* Begin THE RECORDS *
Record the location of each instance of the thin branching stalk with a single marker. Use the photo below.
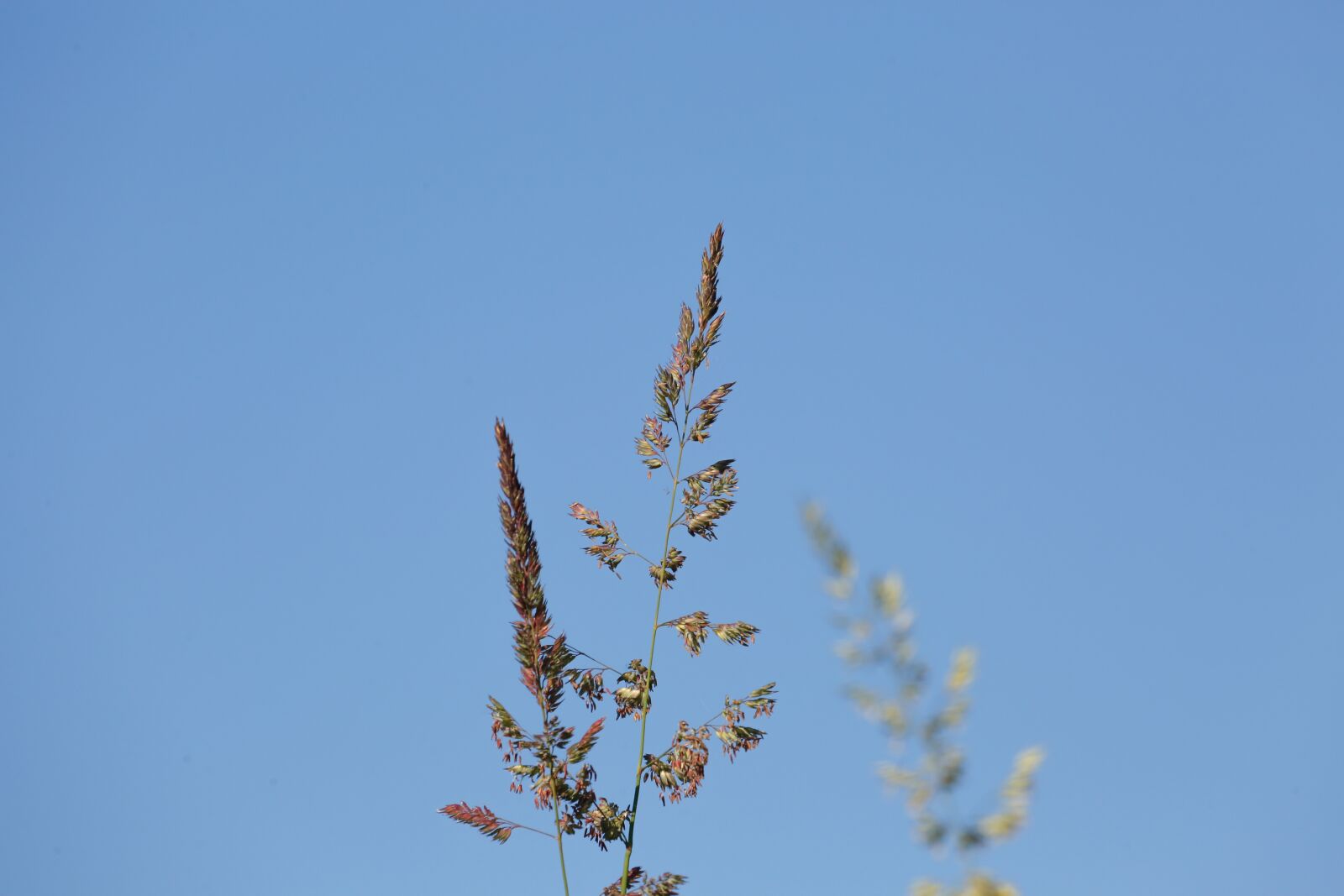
(654, 644)
(551, 761)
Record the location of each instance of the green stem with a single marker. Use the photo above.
(654, 641)
(555, 795)
(559, 833)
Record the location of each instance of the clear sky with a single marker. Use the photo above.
(1045, 301)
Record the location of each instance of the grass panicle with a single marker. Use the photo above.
(550, 761)
(920, 719)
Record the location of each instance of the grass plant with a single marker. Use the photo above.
(550, 759)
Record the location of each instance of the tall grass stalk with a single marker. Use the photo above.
(551, 762)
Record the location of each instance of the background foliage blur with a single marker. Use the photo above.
(1042, 300)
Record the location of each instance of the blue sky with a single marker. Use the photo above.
(1043, 302)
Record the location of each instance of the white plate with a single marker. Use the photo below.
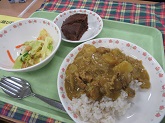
(149, 106)
(95, 24)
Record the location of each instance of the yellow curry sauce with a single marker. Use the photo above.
(99, 72)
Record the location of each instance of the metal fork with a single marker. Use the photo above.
(20, 88)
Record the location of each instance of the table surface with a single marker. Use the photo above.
(25, 10)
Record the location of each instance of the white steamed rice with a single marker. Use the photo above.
(105, 111)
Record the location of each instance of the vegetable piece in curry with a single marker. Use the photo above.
(102, 72)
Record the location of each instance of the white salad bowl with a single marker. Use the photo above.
(95, 24)
(20, 32)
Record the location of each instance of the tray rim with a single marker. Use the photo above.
(6, 100)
* End THE RECORDS *
§ **PROBLEM DETAILS**: Take the listing above and print it exactly, apart from the pictures.

§ **RIGHT ANSWER**:
Record the location of each instance of the thin branching stalk with a single marker. Use the photo below.
(654, 644)
(551, 761)
Record the location of each instance of the green stem with a single marker. Use the photo above.
(654, 641)
(555, 795)
(559, 833)
Record the location of each instance of the clear sky with a single marker. Use the photo above.
(1045, 301)
Record the location of each instance of the grass panicle with a single marker. Use the photo above.
(550, 761)
(920, 719)
Record the location of each instance of the grass plant with a single marker. Use the photo above.
(550, 759)
Record the location of each instance of the tall grass stalk with a single marker. Use the photo above.
(551, 762)
Record the location of each instance of the background foliage blur with a single marker. Use the photo above.
(1042, 300)
Record the location of each instance of the blue sky with a single marker. Use the photo above.
(1043, 302)
Record the location of each instance of the white plate with a single marker. Use the photo below.
(149, 106)
(95, 24)
Record the location of each instance of the yellow curry sauce with a single marker. Use the photo above.
(99, 72)
Record the location of each instance of the metal fork with a single marker. Use the photo above.
(20, 88)
Record the location of each instance of the table surface with a single marker. Use the photo above.
(25, 10)
Record the location of each instance of the white steamed rice with a single marker. Use the photo above.
(105, 111)
Record the location of each instance of the vegetable piece in curry with a single marker. Use the photo above.
(102, 72)
Record the location of each instance of the white salad bowl with a single marker. Use the photo above.
(95, 24)
(20, 32)
Record the location of each instance of the tray rim with a single marker. Use the photo above.
(6, 100)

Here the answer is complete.